Excerpt to read:
────
Who Is Cleopatra? An Interview with Prof. Paul Cartledge

A discussion on Queen Cleopatra VII of Egypt. Richard Marranca interviews Paul Cartledge, Professor of Greek Culture at the University of Cambridge.

Jun 18, 2023By Richard Marranca, PhD & MA World Literature, B Art History with Film

who is cleopatra prof paul cartledge

 

The controversy surrounding the recent Netflix documentary Queen Cleopatra (2023) has shown that the story of the Hellenistic Queen is still relevant and, even more so, able to provoke strong emotional responses. In this context, it is important to understand who was Cleopatra and why we should (or not) care about her. Without a doubt, Prof. Paul Cartledge, one of the most renowned scholars of ancient Greece, is one of the most suitable experts to answer these question. Find out what he thinks about Cleopatra’s history, legacy, and recent Netflix documentary.
────
Data extract:
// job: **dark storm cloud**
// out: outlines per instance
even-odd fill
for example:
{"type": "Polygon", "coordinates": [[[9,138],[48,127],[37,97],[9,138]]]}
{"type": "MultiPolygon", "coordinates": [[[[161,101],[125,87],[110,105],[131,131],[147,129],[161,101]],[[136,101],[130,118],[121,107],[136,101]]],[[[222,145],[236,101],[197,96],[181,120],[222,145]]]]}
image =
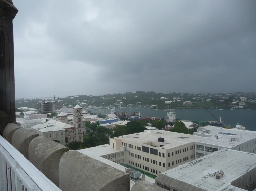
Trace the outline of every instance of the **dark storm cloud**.
{"type": "Polygon", "coordinates": [[[35,1],[14,2],[17,96],[256,91],[256,1],[35,1]]]}

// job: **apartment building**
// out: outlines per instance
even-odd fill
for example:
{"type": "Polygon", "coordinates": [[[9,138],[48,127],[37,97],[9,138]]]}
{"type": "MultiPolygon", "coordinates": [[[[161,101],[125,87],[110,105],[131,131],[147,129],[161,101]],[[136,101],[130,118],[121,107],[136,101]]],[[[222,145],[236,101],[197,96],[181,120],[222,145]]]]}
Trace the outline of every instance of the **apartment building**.
{"type": "Polygon", "coordinates": [[[38,112],[41,113],[55,112],[57,109],[62,108],[63,104],[58,101],[42,100],[37,104],[38,112]]]}
{"type": "Polygon", "coordinates": [[[198,136],[158,130],[109,139],[114,149],[124,151],[124,163],[157,175],[194,160],[198,136]]]}
{"type": "Polygon", "coordinates": [[[255,167],[256,154],[223,149],[162,173],[155,182],[172,191],[255,190],[255,167]]]}
{"type": "Polygon", "coordinates": [[[245,129],[242,127],[228,129],[209,125],[199,128],[194,135],[205,138],[195,142],[196,158],[223,148],[256,153],[256,132],[239,130],[245,129]]]}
────
Tasks:
• A. For each statement about the Cleopatra article, answer yes or no and quote the deciding words from the article: (i) Paul Cartledge teaches at the University of Cambridge. (ii) The Netflix documentary Queen Cleopatra came out in 2021. (iii) Paul Cartledge conducts the interview with Richard Marranca.
• B. According to the Cleopatra article, on what date was it published?
• C. Translate this sentence from the Cleopatra article into Spanish: "The controversy surrounding the recent Netflix documentary Queen Cleopatra (2023) has shown that the story of the Hellenistic Queen is still relevant and, even more so, able to provoke strong emotional responses."
Nothing in the data is needed here.

Exercise responses:
• A.
(i) Yes: "Professor of Greek Culture at the University of Cambridge"
(ii) No: "Queen Cleopatra (2023)"
(iii) No: "Richard Marranca interviews Paul Cartledge"

• B. Jun 18, 2023

• C. La controversia en torno al reciente documental de Netflix Queen Cleopatra (2023) ha demostrado que la historia de la reina helenística sigue siendo relevante y, más aún, capaz de provocar fuertes respuestas emocionales.